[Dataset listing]
▬▬▬▬▬▬

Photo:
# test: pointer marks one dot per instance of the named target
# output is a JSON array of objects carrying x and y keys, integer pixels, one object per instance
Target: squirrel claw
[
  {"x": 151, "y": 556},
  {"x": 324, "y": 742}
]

▬▬▬▬▬▬

* _DO THIS_: Quote every line of the listing above verbatim.

* _FINAL ANSWER_:
Photo:
# test: pointer marks one dot per instance of the named target
# output is a JSON array of objects carrying x and y keys, integer pixels, one object per instance
Target: squirrel claw
[
  {"x": 151, "y": 556},
  {"x": 324, "y": 742}
]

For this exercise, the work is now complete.